■ Work to complete
Give back the line in the listing below that contains "In this picture, where can the white railing" and all remaining lines, retyped exactly, through the last line.

■ Material supplied

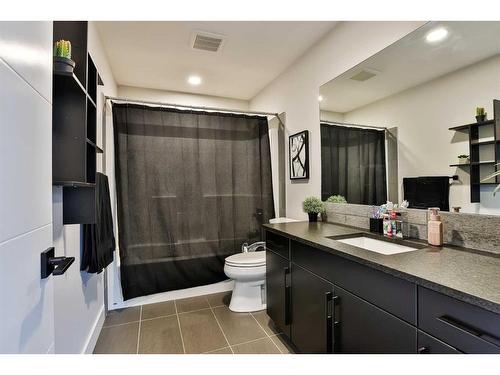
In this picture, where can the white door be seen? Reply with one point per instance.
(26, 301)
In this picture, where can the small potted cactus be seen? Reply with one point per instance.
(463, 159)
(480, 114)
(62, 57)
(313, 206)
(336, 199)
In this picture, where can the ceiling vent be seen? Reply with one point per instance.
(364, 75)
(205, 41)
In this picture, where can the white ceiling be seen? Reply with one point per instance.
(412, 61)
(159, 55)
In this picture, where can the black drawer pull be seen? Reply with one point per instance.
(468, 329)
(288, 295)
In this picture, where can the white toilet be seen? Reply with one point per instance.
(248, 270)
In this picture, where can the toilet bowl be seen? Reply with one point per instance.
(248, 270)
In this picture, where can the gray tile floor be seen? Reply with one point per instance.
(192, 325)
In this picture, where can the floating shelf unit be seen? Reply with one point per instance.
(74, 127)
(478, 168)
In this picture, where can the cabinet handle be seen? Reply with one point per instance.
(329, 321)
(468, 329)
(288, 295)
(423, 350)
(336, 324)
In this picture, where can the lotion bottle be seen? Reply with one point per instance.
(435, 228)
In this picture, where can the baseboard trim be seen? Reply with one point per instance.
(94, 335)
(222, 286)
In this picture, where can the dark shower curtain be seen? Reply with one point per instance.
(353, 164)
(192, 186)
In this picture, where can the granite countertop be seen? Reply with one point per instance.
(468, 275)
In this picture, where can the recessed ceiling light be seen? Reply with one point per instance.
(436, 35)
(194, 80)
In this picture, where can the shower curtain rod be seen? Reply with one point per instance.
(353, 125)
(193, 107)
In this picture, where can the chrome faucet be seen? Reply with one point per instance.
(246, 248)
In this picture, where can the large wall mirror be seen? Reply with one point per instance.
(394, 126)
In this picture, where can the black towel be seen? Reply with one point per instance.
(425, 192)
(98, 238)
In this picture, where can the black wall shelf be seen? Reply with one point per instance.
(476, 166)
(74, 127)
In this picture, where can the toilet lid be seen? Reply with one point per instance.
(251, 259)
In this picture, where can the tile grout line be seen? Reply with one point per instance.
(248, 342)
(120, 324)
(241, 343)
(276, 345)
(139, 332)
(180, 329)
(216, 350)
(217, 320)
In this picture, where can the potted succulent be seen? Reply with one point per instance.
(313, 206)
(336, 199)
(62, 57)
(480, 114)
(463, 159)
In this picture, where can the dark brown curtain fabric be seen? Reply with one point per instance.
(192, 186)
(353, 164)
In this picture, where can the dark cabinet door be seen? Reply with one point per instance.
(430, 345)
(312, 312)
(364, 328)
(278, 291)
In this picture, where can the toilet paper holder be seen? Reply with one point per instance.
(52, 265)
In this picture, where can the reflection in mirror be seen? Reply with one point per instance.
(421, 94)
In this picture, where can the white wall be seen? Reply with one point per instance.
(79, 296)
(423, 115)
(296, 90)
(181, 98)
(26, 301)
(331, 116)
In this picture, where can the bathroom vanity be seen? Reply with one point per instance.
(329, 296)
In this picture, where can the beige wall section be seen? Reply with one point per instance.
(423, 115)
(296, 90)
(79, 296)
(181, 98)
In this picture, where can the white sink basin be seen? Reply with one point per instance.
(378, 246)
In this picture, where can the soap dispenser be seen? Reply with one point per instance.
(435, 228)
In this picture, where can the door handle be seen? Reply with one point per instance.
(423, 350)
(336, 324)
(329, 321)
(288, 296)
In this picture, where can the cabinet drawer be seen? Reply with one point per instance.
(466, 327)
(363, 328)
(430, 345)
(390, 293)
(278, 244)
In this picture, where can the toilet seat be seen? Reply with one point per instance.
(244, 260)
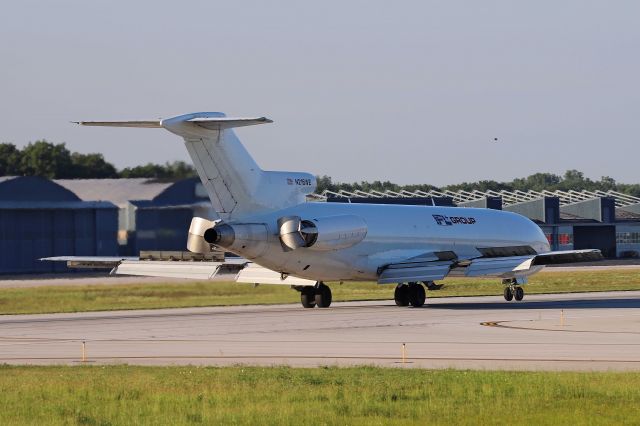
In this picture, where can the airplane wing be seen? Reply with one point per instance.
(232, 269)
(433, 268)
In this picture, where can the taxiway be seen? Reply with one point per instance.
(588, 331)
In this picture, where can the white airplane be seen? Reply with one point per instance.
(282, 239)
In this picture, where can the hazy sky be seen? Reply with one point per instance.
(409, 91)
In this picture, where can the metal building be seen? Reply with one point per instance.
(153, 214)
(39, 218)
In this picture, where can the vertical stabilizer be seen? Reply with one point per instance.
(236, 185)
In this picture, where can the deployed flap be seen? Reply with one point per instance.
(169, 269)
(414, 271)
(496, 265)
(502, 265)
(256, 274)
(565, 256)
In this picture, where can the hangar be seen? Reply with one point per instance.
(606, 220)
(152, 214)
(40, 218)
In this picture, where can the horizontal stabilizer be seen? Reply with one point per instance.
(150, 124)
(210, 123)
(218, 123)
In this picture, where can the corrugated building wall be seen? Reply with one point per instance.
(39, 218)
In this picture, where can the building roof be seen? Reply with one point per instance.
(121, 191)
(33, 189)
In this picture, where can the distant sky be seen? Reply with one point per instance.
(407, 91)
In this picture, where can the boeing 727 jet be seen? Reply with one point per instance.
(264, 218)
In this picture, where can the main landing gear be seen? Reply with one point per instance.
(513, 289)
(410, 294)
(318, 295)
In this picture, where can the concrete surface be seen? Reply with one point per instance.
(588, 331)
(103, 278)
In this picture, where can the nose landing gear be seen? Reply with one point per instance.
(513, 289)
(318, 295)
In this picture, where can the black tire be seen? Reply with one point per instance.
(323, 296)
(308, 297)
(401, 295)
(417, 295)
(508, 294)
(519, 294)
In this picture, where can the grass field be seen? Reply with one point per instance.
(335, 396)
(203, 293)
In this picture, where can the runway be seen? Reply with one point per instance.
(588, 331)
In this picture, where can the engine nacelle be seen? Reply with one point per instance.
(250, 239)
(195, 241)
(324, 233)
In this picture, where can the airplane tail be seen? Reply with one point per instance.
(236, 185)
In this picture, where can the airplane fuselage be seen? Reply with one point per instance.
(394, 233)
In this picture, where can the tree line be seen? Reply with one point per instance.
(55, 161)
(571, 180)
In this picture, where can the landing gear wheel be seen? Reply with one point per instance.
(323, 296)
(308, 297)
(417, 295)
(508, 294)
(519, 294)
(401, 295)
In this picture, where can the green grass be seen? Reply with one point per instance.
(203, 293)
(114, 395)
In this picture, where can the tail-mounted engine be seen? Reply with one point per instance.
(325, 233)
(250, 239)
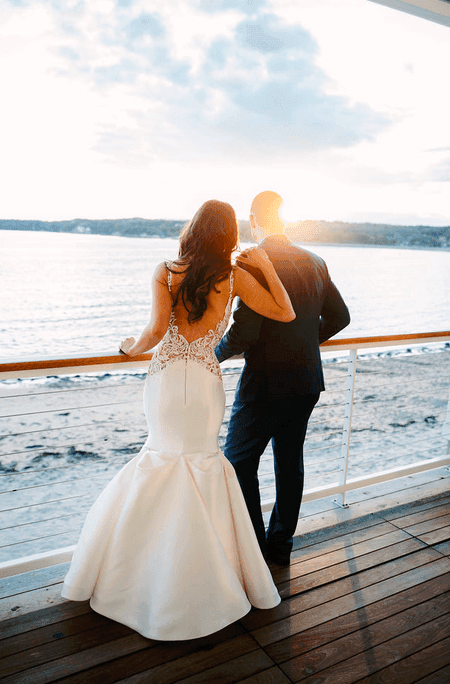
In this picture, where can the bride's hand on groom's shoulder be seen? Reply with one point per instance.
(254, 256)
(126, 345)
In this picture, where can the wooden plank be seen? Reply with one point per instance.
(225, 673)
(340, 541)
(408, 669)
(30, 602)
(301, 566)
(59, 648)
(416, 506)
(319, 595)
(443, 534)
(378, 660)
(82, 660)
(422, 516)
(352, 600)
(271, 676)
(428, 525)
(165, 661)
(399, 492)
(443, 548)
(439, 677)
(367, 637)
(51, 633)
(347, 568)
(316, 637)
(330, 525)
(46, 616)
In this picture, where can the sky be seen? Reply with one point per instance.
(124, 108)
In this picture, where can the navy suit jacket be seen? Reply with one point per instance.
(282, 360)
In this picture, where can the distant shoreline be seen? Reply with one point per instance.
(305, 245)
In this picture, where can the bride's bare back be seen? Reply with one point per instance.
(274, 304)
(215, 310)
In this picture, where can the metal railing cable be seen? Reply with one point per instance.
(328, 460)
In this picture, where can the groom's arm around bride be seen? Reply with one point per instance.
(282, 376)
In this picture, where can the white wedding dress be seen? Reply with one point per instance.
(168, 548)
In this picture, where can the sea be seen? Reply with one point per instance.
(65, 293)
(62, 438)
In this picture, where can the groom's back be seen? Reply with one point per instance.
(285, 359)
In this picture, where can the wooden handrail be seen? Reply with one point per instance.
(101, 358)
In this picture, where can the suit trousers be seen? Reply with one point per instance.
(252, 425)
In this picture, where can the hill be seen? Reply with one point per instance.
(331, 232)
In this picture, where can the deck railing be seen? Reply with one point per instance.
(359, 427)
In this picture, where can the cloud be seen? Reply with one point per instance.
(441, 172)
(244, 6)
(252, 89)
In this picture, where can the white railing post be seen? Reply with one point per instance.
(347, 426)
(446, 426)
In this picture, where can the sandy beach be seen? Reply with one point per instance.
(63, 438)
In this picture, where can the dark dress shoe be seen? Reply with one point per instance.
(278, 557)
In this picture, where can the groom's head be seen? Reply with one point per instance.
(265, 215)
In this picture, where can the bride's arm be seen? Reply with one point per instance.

■ Solution to the problem
In this picture, where can the white railing post be seen? Reply with one point per instance.
(347, 426)
(446, 426)
In this picture, where can the sandy beach be seen? Reply with one point per instance.
(63, 438)
In this picture, where can the dark dress shoe be seen? Reply with one point per instance.
(278, 557)
In this picture, where can the groom's head be seen? Reply with one point per instance.
(265, 215)
In this picture, where can the bride's arm be seen? Reply with one point per instance.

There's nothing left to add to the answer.